Problem: Can you return the part of the flight journal entry from "A minute or" to "below the clouds.", copied word for word?

Page excerpt:
A minute or so after take off. The engine of the Boeing 777300ER is whizzing loudly as we apprach the cloud cover. All's foggy outside the window, the bright lights of the streets and urban sprawl below us is disappearing below the clouds.
Another flight. The first of several this month. As the plane soared on the runway, I could not but think back at the many flights I have taken on board planes of this sort toward Asia, toward Taiwan. Around the same time in the past few years. Past eight years almost, since dad passed. And each time how my heart filled with such anxiety, such stress such worry. It's almost all like a dream now. It all feel like some distant nightmare, some dark thunderclouds that have passed me by, drenched and frightened me ( traumatised me even) so, but are now disappearing into the distance, not to return again. Hints of those dark clouds resurface at times, in dreams, in lows of depressed states of my mind, in lonely nights when I'm lying in bed and trying to sleep... And at moments like these , days before the biggest family festival of the year, when families reunite and come together.
I dont really have a family now. But kindly a friend and her mum is asking me to fly to Vancouver and spend the new year days with them, and maybe I'll get to see my auntie and cousin as well. It's better than being at home and all alone and feeling sorry for myself, though in hind sight, had I known I'd 've traveling so much this month, I would have probably not gone on this trip.

Dataset content:
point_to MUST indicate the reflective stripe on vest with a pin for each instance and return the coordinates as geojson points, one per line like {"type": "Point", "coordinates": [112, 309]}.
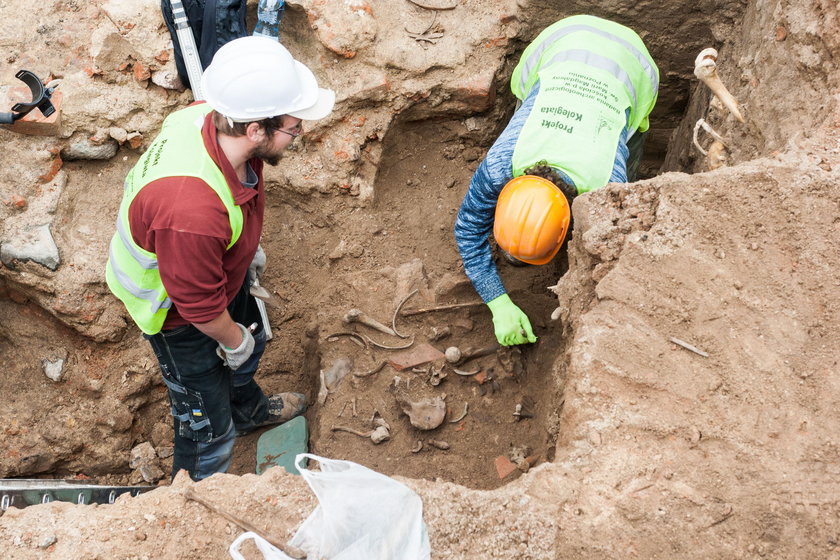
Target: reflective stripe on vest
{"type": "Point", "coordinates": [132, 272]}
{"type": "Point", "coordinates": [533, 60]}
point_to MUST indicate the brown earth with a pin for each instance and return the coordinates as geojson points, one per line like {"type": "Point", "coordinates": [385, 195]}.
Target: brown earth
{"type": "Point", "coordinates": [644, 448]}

Full solution:
A minute or so after take off. The engine of the Boeing 777300ER is whizzing loudly as we apprach the cloud cover. All's foggy outside the window, the bright lights of the streets and urban sprawl below us is disappearing below the clouds.